*TASK*: Line by line, retype the material exactly and leave each picture out.
-------- DATA EXTRACTS
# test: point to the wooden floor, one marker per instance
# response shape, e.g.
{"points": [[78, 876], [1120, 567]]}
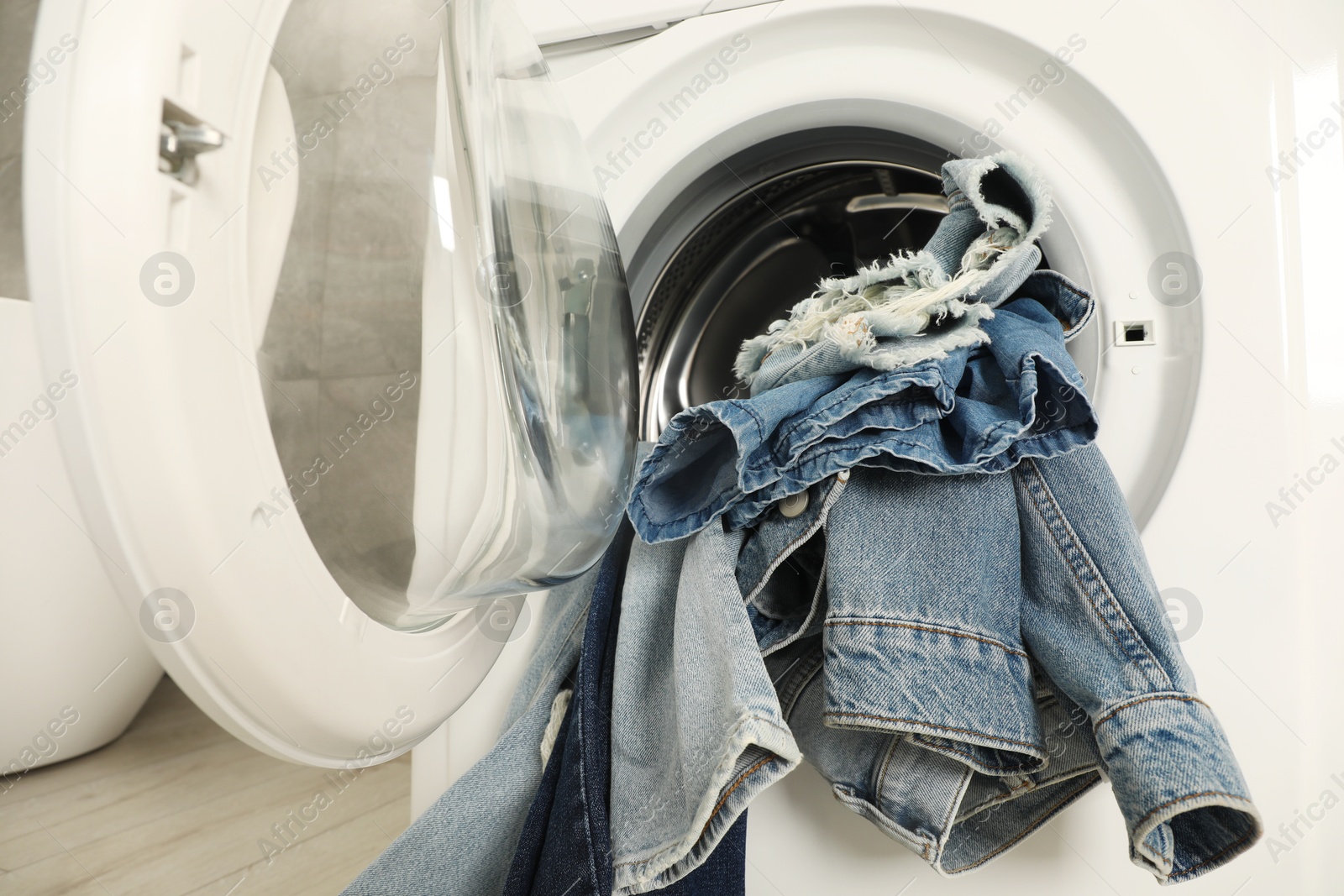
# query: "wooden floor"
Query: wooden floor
{"points": [[178, 806]]}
----------------
*EXERCISE RESPONSE*:
# test: point to the wooden floor, one marker per instance
# response shape, e.g.
{"points": [[78, 876], [1120, 567]]}
# query: "wooden floor"
Query: wooden floor
{"points": [[178, 806]]}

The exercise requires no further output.